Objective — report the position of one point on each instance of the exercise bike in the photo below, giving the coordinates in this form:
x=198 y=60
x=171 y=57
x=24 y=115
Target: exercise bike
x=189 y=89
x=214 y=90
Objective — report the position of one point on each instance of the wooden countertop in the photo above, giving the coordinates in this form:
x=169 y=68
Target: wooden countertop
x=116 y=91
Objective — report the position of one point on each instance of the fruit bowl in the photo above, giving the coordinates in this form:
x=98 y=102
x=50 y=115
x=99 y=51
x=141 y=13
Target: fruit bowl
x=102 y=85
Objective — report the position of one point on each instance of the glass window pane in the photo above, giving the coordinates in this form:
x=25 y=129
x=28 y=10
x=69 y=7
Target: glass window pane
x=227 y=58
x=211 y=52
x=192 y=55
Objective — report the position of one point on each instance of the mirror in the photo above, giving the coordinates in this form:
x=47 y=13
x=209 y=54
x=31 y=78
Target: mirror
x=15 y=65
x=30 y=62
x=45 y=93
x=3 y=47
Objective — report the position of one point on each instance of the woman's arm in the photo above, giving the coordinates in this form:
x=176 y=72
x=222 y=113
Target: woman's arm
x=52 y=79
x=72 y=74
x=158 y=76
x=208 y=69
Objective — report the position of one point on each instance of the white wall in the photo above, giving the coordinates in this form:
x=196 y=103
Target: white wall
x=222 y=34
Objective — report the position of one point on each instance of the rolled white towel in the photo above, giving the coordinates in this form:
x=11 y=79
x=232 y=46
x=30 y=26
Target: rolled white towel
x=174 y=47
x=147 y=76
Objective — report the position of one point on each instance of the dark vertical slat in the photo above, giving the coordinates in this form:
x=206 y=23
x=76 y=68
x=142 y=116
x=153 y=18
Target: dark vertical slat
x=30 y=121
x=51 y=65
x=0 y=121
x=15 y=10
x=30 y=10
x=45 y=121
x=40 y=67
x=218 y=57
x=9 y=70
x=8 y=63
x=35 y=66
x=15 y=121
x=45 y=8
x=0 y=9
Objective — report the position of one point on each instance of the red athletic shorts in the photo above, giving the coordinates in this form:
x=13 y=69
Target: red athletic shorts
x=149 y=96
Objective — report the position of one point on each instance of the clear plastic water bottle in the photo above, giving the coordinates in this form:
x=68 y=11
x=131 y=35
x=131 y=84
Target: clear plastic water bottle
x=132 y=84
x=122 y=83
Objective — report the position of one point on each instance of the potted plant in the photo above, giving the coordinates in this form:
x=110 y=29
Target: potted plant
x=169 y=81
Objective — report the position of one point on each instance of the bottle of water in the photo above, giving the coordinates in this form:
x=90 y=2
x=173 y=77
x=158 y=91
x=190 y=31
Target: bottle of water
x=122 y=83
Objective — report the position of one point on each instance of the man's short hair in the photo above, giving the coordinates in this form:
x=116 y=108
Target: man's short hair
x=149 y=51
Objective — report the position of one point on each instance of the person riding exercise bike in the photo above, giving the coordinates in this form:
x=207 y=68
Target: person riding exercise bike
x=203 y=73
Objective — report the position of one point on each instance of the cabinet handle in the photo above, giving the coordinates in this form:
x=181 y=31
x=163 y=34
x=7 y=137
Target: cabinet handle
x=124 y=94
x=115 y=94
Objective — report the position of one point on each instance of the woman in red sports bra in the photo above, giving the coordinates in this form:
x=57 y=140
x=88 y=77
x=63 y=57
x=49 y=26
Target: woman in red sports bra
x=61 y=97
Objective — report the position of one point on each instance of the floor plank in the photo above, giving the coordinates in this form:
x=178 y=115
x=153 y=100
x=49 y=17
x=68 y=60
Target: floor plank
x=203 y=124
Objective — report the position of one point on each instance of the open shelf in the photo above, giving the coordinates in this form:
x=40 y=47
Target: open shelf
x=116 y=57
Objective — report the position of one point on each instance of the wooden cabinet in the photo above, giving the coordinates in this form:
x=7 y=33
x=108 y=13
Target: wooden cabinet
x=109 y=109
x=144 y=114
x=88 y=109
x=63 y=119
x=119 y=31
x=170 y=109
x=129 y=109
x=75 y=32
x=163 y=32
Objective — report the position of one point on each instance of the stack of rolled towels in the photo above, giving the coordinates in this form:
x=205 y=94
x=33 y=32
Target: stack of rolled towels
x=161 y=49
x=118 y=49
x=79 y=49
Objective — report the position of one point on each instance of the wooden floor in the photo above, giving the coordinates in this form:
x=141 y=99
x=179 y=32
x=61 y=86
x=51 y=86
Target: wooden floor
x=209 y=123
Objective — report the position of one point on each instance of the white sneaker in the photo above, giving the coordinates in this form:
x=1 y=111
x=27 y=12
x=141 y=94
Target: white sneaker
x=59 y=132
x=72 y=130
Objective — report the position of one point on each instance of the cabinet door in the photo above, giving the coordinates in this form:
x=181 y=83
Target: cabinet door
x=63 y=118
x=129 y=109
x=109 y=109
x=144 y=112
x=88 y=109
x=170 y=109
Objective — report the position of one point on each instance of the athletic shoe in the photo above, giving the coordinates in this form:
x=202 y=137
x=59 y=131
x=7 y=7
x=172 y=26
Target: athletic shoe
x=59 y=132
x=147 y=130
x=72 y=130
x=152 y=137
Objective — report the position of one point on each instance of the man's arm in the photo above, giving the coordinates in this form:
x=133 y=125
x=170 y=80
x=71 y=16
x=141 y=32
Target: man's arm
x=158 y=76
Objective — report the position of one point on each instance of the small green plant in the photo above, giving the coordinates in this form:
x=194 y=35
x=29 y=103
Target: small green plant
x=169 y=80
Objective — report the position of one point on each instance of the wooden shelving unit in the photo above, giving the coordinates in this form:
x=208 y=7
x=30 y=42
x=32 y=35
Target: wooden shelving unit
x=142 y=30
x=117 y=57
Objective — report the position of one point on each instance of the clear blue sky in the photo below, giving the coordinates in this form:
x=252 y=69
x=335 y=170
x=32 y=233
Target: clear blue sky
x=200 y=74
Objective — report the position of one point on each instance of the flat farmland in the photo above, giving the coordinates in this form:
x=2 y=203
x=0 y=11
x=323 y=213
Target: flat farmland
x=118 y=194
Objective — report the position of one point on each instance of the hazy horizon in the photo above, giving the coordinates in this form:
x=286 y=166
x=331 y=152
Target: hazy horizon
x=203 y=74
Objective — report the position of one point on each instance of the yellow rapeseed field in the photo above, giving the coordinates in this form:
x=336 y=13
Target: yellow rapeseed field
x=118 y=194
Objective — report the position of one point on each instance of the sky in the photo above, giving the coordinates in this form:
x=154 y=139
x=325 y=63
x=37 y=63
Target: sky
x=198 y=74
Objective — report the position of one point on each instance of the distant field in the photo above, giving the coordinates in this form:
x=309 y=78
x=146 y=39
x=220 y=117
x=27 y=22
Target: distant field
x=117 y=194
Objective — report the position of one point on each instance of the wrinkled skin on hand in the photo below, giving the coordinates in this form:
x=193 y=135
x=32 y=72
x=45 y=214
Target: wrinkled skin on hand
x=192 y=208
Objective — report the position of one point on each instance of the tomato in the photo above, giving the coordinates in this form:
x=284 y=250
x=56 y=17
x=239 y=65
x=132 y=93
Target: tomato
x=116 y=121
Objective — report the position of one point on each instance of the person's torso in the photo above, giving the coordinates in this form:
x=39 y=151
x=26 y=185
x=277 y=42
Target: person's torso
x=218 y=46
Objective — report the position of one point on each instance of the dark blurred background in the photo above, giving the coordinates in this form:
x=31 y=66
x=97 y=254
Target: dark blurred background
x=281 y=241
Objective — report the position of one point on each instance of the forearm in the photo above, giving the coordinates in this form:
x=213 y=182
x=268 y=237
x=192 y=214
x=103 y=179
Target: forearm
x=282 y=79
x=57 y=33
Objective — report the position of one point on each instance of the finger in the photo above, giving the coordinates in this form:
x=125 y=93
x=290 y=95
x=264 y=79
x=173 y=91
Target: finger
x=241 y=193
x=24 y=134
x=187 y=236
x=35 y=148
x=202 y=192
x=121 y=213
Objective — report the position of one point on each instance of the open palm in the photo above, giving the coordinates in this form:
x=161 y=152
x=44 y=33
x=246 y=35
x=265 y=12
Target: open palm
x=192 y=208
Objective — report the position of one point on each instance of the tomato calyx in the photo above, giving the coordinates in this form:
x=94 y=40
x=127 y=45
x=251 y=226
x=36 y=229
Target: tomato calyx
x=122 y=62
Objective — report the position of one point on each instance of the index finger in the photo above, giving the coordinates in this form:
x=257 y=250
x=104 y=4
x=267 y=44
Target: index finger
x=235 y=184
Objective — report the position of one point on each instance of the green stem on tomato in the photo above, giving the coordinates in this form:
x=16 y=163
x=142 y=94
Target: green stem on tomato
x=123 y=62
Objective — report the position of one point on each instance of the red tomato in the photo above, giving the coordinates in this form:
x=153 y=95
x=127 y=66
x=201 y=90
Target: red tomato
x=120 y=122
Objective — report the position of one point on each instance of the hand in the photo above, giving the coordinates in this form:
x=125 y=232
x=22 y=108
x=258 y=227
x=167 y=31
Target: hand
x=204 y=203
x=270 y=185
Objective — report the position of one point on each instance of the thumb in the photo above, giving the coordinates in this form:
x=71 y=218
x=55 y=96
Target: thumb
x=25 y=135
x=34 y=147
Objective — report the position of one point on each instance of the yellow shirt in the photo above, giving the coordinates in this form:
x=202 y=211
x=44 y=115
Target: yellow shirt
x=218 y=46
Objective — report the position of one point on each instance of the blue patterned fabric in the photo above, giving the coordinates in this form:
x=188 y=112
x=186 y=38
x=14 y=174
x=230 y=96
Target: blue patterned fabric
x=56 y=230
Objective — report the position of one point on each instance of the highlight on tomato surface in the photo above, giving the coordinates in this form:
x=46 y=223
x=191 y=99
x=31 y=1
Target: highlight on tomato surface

━━━━━━

Copy out everything in the records above, from the line containing "of the hand" down to the end of the records, with both ends included and each line unchanged.

Objective — report the position of one point on each instance of the hand in the photo above, giving the coordinates in this form:
x=125 y=232
x=22 y=108
x=258 y=227
x=167 y=31
Target: hand
x=204 y=203
x=270 y=185
Objective — report the position of one point on each instance of the thumb in the photo above, giving the coordinates in this form:
x=71 y=218
x=55 y=96
Target: thumb
x=25 y=135
x=34 y=147
Objective — report the position of one point on each instance of the yellow shirt in the photo above, giving the coordinates in this form:
x=202 y=211
x=44 y=115
Target: yellow shirt
x=218 y=46
Objective — report the position of one point on each instance of the blue patterned fabric in the photo above, giving the coordinates in this form:
x=188 y=112
x=186 y=38
x=14 y=174
x=230 y=96
Target: blue patterned fabric
x=56 y=230
Objective — report the position of one point on each instance of the highlight on tomato surface in the photo above, giving the coordinates in this form:
x=46 y=223
x=191 y=99
x=31 y=1
Target: highlight on tomato surface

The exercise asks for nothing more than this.